BEGIN DATA SHOWN

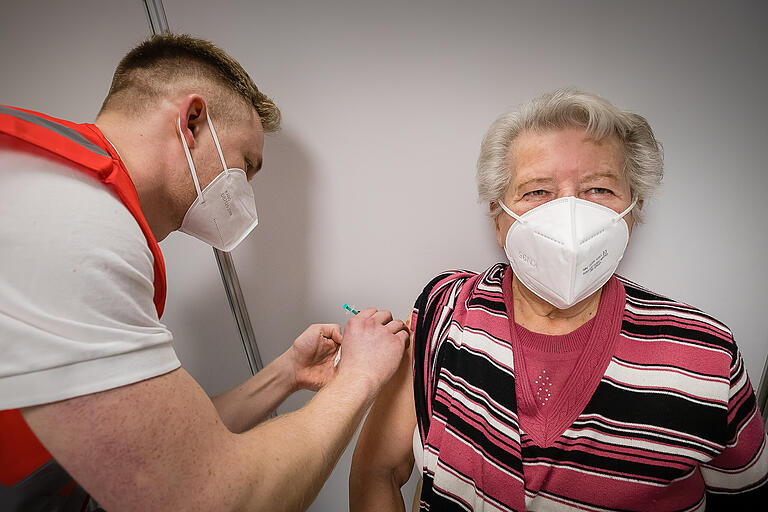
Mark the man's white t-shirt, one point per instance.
(76, 287)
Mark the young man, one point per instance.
(90, 387)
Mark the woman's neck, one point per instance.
(538, 315)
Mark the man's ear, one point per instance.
(192, 113)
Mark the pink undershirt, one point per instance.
(550, 360)
(557, 375)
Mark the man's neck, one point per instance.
(538, 315)
(136, 149)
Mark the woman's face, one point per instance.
(561, 163)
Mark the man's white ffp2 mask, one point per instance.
(566, 249)
(224, 212)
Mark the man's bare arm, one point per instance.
(308, 364)
(160, 444)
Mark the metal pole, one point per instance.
(239, 310)
(158, 24)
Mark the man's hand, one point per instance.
(312, 355)
(374, 345)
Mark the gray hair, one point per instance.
(568, 108)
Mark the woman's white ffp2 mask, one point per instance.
(566, 249)
(224, 212)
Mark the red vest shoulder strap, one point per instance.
(88, 150)
(85, 146)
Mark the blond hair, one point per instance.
(175, 62)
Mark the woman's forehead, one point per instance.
(564, 154)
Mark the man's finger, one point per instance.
(383, 317)
(404, 337)
(367, 312)
(331, 331)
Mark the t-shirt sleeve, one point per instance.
(430, 319)
(76, 287)
(738, 477)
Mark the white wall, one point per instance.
(385, 104)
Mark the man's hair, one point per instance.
(178, 62)
(570, 108)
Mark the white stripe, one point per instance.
(639, 429)
(653, 378)
(480, 341)
(642, 444)
(502, 428)
(737, 479)
(431, 454)
(445, 479)
(658, 310)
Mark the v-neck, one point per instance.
(544, 428)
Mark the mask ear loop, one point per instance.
(216, 140)
(629, 208)
(190, 162)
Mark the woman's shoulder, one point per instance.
(446, 287)
(645, 306)
(465, 278)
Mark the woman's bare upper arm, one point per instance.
(384, 445)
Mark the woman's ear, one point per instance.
(500, 237)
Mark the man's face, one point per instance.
(242, 143)
(560, 163)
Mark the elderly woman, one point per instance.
(551, 383)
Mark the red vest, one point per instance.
(85, 148)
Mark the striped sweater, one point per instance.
(669, 424)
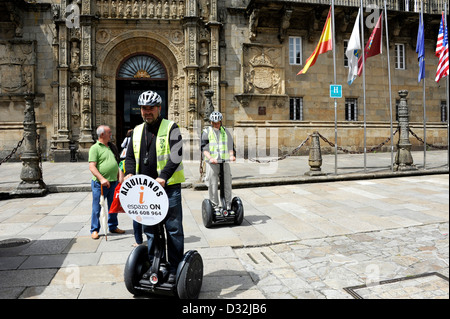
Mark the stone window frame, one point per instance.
(294, 59)
(351, 102)
(293, 115)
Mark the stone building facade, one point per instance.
(86, 61)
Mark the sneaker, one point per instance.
(172, 278)
(117, 231)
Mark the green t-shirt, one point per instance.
(106, 161)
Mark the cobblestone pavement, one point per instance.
(296, 241)
(322, 268)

END DATA SHOWN

» **YOUR GOAL**: Print the complete listing exactly as it stands, without its pictures.

» **WRITTEN ANSWER**:
Mark the man's white t-shirt, one point per instance.
(76, 287)
Mark the young man, one point per instance.
(90, 387)
Mark the woman's neck, one point per instance.
(538, 315)
Mark the man's ear, one point per instance.
(192, 113)
Mark the pink undershirt, one point per instance.
(550, 360)
(557, 375)
Mark the man's neck, one point per instance.
(538, 315)
(136, 149)
Mark the woman's face, one point per instance.
(561, 163)
Mark the man's white ffp2 mask, one point per instance.
(566, 249)
(224, 212)
Mark the man's bare arm, one point per instance.
(308, 364)
(160, 444)
Mark the metal pole, one point per instance.
(239, 310)
(158, 24)
Mark the man's hand, one point per instance.
(312, 355)
(374, 345)
Mark the gray hair, one point per instance.
(568, 108)
Mark the woman's white ffp2 mask, one point per instance.
(566, 249)
(224, 212)
Mark the red vest shoulder strap, one point per instance.
(88, 150)
(85, 146)
Mark the blond hair, one point per instance.
(175, 62)
Mark the woman's forehead, one point per instance.
(564, 154)
Mark the man's finger, one point per instance.
(383, 317)
(404, 337)
(367, 312)
(331, 331)
Mark the t-shirt sleeve, one point per instance.
(430, 319)
(76, 287)
(738, 477)
Mark the white wall, one point per instance.
(385, 104)
Mark the man's hair, one point per instance.
(178, 62)
(570, 108)
Mark the white stripe, one point per instance.
(639, 429)
(653, 378)
(480, 341)
(642, 444)
(502, 428)
(737, 479)
(431, 454)
(445, 479)
(658, 310)
Mark the v-neck, one point per instance.
(544, 428)
Mark the mask ear loop, one point per instance.
(216, 140)
(629, 208)
(190, 162)
Mark the woman's shoulder, one point per instance.
(446, 287)
(645, 306)
(465, 278)
Mark the woman's bare upper arm, one point per instance.
(384, 445)
Mark the woman's ear, one point per instance.
(500, 237)
Mark the man's face, one point per instance.
(242, 143)
(560, 163)
Mark the elderly woman, one point per instance.
(551, 383)
Mark the red vest, one point per instance.
(85, 148)
Mark the striped sweater, one point per instance.
(669, 424)
Mark the stone window frame, one point per instance.
(294, 59)
(351, 102)
(293, 115)
Mark the stone building facade, one point per instance.
(86, 61)
Mark the sneaker, one point per instance.
(172, 278)
(117, 231)
Mark the green t-shirt, one point per instance.
(106, 161)
Mark the cobblestone pavement, one point per instance.
(296, 241)
(322, 268)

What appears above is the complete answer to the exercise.